** TASK INSTRUCTIONS **
Render every line of the items below as a two-column Markdown table headed n and Line, numbering the rows in order and omitting any blank lines.

═══ MATERIAL FOR THIS EXERCISE ═══

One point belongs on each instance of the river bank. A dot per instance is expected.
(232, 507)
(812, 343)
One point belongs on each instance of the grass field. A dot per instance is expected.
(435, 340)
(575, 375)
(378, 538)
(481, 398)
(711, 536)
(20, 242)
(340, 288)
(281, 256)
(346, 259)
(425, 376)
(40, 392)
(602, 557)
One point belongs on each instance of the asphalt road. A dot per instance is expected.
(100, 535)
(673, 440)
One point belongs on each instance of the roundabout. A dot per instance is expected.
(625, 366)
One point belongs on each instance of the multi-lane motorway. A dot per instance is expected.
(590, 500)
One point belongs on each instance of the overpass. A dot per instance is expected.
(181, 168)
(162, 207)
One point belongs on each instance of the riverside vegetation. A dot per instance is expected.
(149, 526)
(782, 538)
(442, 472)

═══

** COMPLETE OUTPUT **
| n | Line |
|---|---|
| 1 | One point belongs on each instance of the river bank. A dot per instance is expected. |
| 2 | (232, 507) |
| 3 | (812, 343) |
| 4 | One point belongs on each instance of the grass field. A dot per instance is expected. |
| 5 | (435, 340) |
| 6 | (575, 375) |
| 7 | (378, 538) |
| 8 | (481, 398) |
| 9 | (711, 536) |
| 10 | (20, 242) |
| 11 | (340, 288) |
| 12 | (281, 256) |
| 13 | (346, 259) |
| 14 | (425, 376) |
| 15 | (40, 392) |
| 16 | (602, 557) |
| 17 | One point belongs on each instance of the asphalt road. A dot per instance is expected. |
| 18 | (100, 535) |
| 19 | (673, 440) |
| 20 | One point belongs on each instance of the roundabout. A dot per instance is expected. |
| 21 | (625, 366) |
| 22 | One point belongs on each instance of the multi-lane motorway. A dot per instance is expected. |
| 23 | (590, 500) |
| 24 | One point belongs on each instance of the overpass. A dot per instance is expected. |
| 25 | (181, 168) |
| 26 | (162, 207) |
| 27 | One point belongs on each instance of the riverside vegetation. A dot per instance is expected. |
| 28 | (149, 526) |
| 29 | (782, 538) |
| 30 | (442, 472) |